- EXERCISE GOAL
Find the line in the entries below that contains "wool that appears in the image above.". Repeat it exactly, and every line after it through the line that contains "mark that appears in the image above.".

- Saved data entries
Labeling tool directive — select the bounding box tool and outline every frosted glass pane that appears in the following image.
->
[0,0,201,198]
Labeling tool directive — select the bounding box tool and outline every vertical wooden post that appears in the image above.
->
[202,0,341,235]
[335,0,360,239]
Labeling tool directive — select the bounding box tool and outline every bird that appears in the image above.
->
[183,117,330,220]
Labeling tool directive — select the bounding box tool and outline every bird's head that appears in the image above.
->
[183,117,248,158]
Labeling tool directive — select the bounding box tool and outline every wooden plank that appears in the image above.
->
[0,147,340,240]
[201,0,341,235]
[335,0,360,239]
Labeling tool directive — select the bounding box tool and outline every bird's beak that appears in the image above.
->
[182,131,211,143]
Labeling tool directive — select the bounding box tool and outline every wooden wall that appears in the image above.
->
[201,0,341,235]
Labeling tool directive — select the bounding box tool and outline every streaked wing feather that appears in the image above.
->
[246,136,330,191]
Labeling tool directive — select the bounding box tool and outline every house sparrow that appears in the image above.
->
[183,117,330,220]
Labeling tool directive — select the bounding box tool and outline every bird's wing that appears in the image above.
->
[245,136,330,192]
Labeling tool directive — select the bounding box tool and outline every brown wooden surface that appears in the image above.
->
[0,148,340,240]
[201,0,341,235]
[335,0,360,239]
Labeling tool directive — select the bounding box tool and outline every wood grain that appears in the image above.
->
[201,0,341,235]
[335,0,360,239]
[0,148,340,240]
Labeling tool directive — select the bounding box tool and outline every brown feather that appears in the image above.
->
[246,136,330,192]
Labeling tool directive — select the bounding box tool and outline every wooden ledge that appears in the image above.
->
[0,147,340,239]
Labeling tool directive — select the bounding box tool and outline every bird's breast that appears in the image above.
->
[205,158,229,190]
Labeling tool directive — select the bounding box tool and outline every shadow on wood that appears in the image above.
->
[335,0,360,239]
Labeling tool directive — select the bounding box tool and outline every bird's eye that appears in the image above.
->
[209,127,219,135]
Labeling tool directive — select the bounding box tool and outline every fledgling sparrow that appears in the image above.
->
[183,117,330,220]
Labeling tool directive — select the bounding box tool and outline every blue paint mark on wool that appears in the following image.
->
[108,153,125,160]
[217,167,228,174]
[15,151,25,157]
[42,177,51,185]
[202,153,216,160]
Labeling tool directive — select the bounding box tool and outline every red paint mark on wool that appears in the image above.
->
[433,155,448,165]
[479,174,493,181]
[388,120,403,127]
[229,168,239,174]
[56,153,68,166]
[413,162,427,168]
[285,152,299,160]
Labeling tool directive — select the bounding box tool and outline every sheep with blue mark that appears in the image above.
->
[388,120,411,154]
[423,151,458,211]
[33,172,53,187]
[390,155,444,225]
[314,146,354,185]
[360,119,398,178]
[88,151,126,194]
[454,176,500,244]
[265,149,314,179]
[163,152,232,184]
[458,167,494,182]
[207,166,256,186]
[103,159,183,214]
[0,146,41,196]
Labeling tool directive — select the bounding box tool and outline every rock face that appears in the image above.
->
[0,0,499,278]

- YOUR RESPONSE
Labeling tool directive — select the bounding box tool and outline every red paint mark on wool that appears in the image above.
->
[433,155,448,165]
[479,174,493,181]
[388,120,403,127]
[229,168,239,174]
[56,153,68,166]
[413,162,427,168]
[285,152,299,160]
Labeling tool directive — select the bounding box tool and outline every sheep with blue mark that appears in the image above.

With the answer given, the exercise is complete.